Task:
Locate each line of the material that contains "barred", then return it.
********
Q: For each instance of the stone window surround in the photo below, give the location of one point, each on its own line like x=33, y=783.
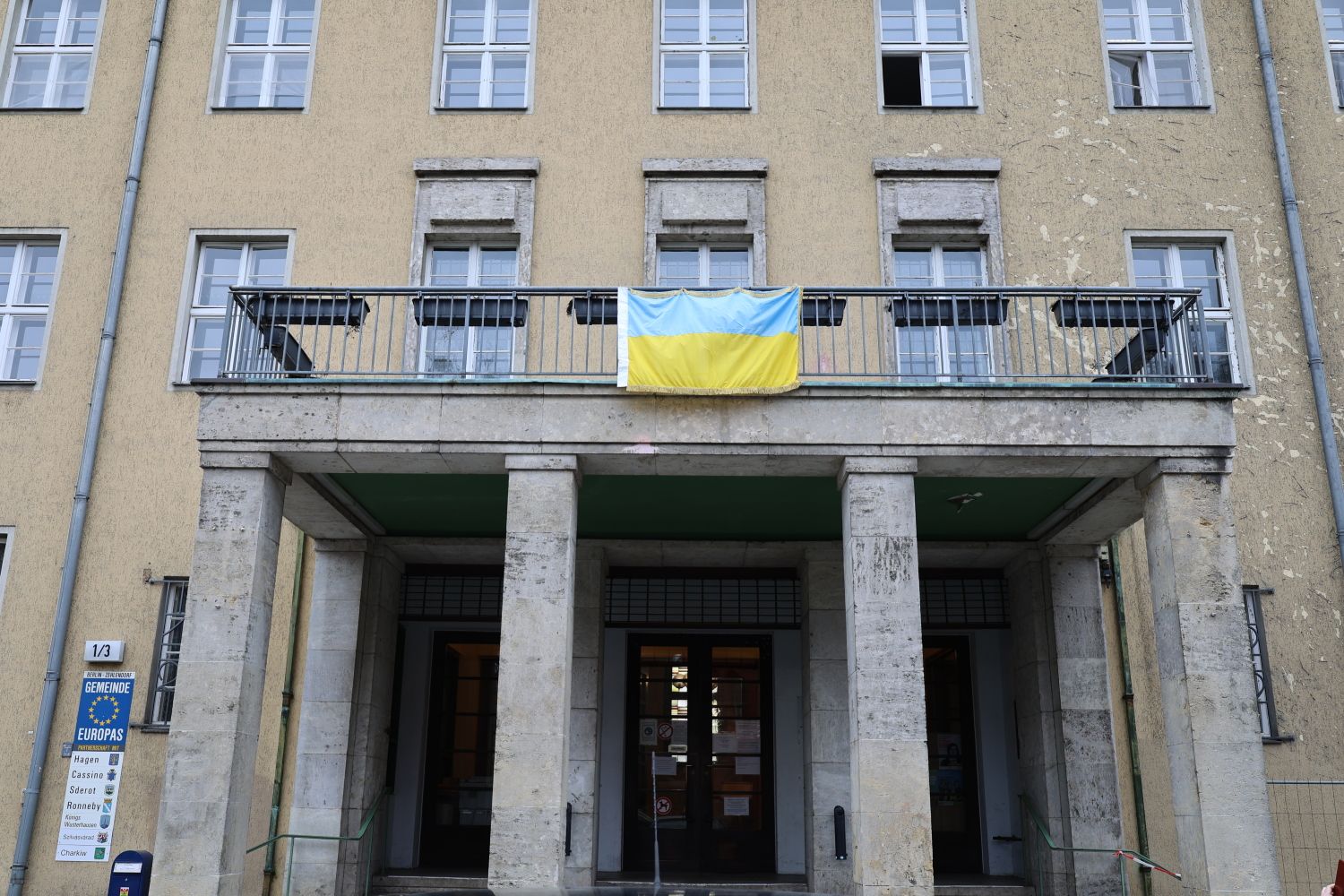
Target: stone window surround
x=922, y=201
x=59, y=236
x=195, y=239
x=470, y=199
x=217, y=67
x=704, y=201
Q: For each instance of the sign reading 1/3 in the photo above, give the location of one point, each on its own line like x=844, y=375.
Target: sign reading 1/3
x=96, y=771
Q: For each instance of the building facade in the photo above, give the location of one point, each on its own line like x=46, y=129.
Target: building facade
x=1042, y=546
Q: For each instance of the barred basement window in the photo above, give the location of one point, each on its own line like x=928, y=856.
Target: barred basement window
********
Exercise output:
Q: For each instance of the barred basement window in the photo above, give the location of one point, each on its own line like x=928, y=856.
Target: barred basement window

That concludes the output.